_Instructions for the task_: Write out the part of the entries that opens with the line containing "buds in the image above." and closes with the line containing "0 0 177 221", both included, adding -10 to every coordinate in the answers while leaving the requests unchanged. Give only that part.

───

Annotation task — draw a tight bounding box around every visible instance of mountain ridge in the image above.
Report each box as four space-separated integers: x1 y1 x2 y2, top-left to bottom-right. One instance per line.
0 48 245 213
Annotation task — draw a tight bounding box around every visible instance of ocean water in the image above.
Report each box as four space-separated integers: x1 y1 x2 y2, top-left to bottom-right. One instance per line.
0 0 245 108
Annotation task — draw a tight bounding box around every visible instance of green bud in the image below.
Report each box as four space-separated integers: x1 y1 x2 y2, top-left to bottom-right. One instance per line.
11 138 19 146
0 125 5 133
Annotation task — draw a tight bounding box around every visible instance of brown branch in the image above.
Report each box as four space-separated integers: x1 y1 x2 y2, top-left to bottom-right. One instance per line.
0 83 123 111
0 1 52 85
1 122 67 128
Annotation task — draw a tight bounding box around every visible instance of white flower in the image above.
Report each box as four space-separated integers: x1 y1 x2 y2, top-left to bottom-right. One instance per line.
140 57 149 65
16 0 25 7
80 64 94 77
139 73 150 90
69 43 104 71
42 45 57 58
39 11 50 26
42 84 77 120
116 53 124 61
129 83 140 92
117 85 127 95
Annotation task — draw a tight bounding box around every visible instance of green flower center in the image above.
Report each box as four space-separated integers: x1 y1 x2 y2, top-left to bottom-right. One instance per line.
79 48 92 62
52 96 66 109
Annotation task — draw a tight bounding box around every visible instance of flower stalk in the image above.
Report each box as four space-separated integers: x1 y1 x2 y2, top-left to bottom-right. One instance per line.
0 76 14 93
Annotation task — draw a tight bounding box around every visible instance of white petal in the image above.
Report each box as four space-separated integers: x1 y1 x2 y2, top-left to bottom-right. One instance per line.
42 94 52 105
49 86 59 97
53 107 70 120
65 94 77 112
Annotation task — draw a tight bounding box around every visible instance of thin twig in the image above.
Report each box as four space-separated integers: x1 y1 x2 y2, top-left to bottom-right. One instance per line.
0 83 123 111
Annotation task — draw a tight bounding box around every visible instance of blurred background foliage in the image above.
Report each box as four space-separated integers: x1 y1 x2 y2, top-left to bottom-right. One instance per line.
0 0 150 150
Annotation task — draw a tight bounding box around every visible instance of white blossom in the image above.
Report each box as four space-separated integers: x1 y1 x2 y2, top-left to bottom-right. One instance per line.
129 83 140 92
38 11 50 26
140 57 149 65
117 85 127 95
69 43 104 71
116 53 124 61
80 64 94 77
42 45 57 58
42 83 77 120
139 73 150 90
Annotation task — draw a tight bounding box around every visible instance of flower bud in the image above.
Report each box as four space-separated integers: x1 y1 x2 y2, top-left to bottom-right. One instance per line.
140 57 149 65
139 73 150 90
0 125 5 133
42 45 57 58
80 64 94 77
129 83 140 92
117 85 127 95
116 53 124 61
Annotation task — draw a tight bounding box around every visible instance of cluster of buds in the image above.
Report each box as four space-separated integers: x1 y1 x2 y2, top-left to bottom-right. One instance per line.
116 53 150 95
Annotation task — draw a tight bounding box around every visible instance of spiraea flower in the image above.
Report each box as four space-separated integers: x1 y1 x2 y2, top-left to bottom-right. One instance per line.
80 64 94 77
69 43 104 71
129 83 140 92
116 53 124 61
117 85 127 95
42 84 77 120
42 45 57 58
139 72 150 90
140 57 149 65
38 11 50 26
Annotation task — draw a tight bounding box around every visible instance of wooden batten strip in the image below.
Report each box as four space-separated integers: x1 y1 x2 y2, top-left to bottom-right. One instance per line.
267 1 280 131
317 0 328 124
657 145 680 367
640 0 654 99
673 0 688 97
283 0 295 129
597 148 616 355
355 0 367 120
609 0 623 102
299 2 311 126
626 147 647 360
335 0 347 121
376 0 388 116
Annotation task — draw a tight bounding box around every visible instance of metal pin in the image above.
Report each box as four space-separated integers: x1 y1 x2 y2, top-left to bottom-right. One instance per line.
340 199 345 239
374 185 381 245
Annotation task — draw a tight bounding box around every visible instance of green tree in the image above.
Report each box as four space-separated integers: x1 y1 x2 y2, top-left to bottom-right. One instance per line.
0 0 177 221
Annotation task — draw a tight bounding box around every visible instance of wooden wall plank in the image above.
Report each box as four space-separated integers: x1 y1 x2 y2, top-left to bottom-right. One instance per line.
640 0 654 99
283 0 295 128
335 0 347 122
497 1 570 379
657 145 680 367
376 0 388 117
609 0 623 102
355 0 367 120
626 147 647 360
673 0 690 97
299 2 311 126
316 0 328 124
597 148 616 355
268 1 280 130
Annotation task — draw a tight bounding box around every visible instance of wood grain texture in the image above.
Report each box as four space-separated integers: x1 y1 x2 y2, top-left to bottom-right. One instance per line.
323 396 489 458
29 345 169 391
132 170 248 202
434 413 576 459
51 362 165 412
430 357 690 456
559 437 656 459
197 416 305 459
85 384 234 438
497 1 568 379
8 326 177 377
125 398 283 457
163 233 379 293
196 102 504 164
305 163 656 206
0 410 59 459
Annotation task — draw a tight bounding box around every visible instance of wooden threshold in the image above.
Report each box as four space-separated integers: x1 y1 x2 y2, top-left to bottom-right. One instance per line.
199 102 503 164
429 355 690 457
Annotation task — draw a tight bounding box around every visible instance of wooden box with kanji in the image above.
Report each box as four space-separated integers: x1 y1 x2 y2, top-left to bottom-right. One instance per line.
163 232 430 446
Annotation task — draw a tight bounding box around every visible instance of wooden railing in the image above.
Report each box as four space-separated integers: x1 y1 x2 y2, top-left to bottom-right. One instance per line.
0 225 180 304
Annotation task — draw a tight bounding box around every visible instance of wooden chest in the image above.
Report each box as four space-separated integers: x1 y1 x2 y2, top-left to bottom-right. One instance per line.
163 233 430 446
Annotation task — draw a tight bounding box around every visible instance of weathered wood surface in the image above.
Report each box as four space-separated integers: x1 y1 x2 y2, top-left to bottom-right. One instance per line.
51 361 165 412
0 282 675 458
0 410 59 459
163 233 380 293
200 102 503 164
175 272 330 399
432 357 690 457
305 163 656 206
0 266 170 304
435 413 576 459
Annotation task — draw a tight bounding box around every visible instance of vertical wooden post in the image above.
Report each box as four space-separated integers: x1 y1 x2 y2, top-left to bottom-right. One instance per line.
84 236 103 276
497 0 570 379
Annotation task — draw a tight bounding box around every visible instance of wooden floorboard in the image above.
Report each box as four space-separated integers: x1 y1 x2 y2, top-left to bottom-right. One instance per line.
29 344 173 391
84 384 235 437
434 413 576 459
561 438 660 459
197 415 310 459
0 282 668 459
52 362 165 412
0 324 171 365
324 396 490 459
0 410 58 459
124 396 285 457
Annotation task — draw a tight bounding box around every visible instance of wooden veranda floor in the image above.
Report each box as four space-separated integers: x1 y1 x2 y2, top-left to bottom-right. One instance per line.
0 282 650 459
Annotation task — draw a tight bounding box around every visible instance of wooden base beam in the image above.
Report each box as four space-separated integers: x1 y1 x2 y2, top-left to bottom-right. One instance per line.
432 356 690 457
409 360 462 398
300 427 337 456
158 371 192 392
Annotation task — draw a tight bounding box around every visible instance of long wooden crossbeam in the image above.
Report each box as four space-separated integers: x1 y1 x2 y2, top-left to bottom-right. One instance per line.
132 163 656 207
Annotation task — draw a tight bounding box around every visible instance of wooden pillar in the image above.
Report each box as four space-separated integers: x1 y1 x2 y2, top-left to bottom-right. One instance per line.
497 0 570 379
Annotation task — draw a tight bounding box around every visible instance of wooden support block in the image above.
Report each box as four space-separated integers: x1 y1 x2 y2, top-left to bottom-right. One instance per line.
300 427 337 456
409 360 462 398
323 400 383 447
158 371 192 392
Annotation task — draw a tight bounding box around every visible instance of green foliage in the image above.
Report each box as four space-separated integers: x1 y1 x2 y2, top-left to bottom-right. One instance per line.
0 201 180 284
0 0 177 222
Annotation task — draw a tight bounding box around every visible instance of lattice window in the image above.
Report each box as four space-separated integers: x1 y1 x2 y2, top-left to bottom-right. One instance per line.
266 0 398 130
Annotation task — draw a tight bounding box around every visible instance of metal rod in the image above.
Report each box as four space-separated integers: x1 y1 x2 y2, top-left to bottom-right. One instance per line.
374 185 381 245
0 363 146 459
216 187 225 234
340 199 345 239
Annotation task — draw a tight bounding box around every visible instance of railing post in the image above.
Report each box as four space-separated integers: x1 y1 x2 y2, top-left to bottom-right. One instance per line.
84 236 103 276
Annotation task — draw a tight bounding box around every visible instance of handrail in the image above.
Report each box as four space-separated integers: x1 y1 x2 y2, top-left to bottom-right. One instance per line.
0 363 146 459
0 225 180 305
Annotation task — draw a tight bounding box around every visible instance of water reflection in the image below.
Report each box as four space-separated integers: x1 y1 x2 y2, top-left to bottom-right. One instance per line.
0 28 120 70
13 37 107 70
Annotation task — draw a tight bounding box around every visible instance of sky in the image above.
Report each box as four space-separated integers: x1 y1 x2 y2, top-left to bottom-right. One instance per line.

───

_The completed task_:
Annotation task — draw a tight bounding box around every visible instance of cluster of buds in the image above.
Report each box as four space-separated integers: x1 y1 x2 y2, top-left to bottom-right. One instance per line.
106 43 140 85
Annotation task — draw a tight bounding box around every visible instance of spiraea flower in the image above.
Report each box as four space-separated integers: x1 y1 x2 y2, top-left to bottom-right. One instance per line.
70 54 84 67
59 33 94 61
119 73 130 82
106 43 114 51
107 75 117 85
32 74 67 110
32 35 47 48
129 62 140 80
130 47 139 55
28 1 40 16
Annotation task — draw a tight bounding box around every visible instance of wooden batten strip in the image below.
Report each box as four space-separated integers: x1 y1 x2 y2, top-left to bottom-right. One instance per line.
257 -9 270 121
307 -10 318 114
647 135 670 357
630 -10 644 89
663 -10 678 87
273 -10 285 119
587 138 606 345
345 -10 357 110
599 -10 613 92
289 -8 301 116
616 137 637 350
325 -10 337 111
366 -10 378 106
Annotation task — draw a tight bounding box around every visible instance of metal pin in the image above.
Report each box as four space-separated integers: x1 y1 x2 y2, top-left to bottom-right. One instance per line.
330 189 335 229
364 175 371 235
Annotation task — draw a tight bounding box around every visible instance of green tree in the image above.
Report each box as four space-separated integers: x1 y1 x2 y2, top-left to bottom-right. One instance per line.
-10 -10 167 211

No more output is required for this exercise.